◆ PFLICHTAUFGABE: Was soll ein Fahrzeug von Lienkamps Institut laut dem Text über autonomes Fahren in drei Jahren können?

◆ AUSGEWÄHLTER TEXT:
§

Autonomes Fahren: Wer trägt die Risiken?

Im Autoland Deutschland erhält kaum eine KI so viel Aufmerksamkeit wie das autonome Fahren. Markus Lienkamp, Inhaber des Lehrstuhls für Fahrzeugtechnik an der TU München, sieht die Technologie auf einem guten, aber weiten Weg. In drei Jahren, glaubt er, könne sein Institut ein Fahrzeug bauen, das den Arc de Triomphe in Paris auf dem mehrspurigen Kreisverkehr umrundet. "Das geht natürlich nicht ohne Risiko. Ohne Risiko gibt es kein Autofahren", sagt Lienkamp. Wie Risiken verteilt werden, ist wiederum eine Frage der Ethik.

Lienkamp denkt dabei nicht zuerst an feindliche Übernahmen und Fremdsteuerung der Fahrzeuge, sondern an ganz praktische Probleme. Autonome Autos sind kaum in der Lage, den Grip der Fahrbahn sicher vorherzusagen. In Kalifornien, wo Google und Tesla ihre Fahrzeuge testen, spielt das kaum eine Rolle, im europäischen Winter hingegen schon. Hier könnten mehr Unfälle passieren als mit menschlichen Fahrern, die mit Glatteis vertraut sind. Obwohl Entscheidungen über Leben und Tod eine Ausnahme bleiben werden, muss die Gesellschaft entscheiden, wie sich autonome Autos in einem Dilemma verhalten: Überfahren sie einen Menschen oder fünf? Prallen sie an einen Baum oder rasen sie in eine Menschenmenge. "Es wird oft gefordert, Risiken fair zu verteilen. Aber wer würde sich in ein Auto setzen, von dem bekannt ist, dass es Risiken fair verteilt?", fragt Lienkamp.

§

Daten zur Koordinatenbeschriftung
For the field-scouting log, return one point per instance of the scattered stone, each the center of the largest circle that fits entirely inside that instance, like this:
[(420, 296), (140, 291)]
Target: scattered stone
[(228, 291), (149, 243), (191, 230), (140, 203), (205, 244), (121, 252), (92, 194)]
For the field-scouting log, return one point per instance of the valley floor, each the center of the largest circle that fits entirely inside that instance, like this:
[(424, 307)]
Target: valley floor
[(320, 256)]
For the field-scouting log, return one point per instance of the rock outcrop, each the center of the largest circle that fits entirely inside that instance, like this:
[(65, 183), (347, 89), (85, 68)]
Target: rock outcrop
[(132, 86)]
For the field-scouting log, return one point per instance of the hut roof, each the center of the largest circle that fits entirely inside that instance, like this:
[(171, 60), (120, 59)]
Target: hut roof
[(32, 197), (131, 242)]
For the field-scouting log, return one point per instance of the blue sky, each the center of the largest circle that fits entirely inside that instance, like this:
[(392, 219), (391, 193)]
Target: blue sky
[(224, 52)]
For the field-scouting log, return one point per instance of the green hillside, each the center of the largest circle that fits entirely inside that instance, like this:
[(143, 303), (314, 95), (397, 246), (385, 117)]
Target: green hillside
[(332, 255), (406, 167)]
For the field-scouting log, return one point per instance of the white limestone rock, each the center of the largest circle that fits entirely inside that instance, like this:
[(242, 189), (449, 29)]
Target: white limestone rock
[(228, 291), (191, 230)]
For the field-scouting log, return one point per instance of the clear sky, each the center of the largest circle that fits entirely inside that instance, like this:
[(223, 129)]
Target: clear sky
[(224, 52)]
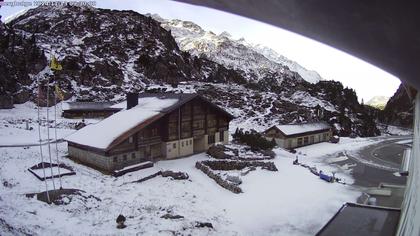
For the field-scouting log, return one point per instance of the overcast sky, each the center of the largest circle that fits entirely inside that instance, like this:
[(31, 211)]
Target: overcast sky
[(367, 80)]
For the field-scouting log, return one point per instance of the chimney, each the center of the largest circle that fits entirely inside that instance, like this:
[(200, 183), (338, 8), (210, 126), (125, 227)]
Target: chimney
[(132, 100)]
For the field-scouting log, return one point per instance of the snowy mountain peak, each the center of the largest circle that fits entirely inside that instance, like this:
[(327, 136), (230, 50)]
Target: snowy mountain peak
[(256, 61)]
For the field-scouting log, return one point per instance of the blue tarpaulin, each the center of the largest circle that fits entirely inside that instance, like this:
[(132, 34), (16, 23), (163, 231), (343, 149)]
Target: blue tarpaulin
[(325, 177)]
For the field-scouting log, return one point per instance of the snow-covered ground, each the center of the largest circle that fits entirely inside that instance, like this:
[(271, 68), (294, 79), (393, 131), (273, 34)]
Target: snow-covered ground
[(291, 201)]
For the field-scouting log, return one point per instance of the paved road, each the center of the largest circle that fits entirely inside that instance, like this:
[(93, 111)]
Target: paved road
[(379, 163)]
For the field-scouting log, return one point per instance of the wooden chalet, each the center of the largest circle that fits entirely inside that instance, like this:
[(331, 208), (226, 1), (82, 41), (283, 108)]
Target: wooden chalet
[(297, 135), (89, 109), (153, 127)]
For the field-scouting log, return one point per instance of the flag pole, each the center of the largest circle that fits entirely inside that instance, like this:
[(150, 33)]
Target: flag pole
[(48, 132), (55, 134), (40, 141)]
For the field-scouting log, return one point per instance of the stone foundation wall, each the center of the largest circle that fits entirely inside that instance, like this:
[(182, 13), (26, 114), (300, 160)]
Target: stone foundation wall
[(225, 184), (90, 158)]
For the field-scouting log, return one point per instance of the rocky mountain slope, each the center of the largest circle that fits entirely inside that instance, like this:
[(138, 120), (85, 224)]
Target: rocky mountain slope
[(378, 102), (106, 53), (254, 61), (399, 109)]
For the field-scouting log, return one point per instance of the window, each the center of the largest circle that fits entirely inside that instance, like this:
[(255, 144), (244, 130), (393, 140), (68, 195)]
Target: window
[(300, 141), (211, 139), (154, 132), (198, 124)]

§

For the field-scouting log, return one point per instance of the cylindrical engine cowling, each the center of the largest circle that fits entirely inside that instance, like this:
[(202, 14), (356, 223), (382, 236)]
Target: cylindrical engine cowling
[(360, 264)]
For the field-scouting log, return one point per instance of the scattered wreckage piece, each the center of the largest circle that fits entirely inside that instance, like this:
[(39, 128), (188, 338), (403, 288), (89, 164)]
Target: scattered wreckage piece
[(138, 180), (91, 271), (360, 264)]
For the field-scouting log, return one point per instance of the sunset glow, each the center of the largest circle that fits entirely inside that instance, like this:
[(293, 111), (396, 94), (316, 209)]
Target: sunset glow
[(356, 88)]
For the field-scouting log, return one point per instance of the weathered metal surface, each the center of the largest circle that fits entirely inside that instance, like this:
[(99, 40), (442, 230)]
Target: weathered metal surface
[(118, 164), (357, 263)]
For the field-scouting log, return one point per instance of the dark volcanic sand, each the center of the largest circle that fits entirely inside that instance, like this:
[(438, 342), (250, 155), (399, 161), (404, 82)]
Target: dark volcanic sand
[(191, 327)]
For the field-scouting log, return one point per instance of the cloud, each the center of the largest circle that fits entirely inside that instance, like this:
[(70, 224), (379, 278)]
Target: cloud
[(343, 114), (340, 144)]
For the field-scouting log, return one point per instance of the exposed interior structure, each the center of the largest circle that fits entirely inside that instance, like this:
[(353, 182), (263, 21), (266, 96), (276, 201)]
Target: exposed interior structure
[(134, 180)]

§

◆ SCHRIFTLICHE ANTWORT: Es soll den Arc de Triomphe in Paris auf dem mehrspurigen Kreisverkehr umrunden.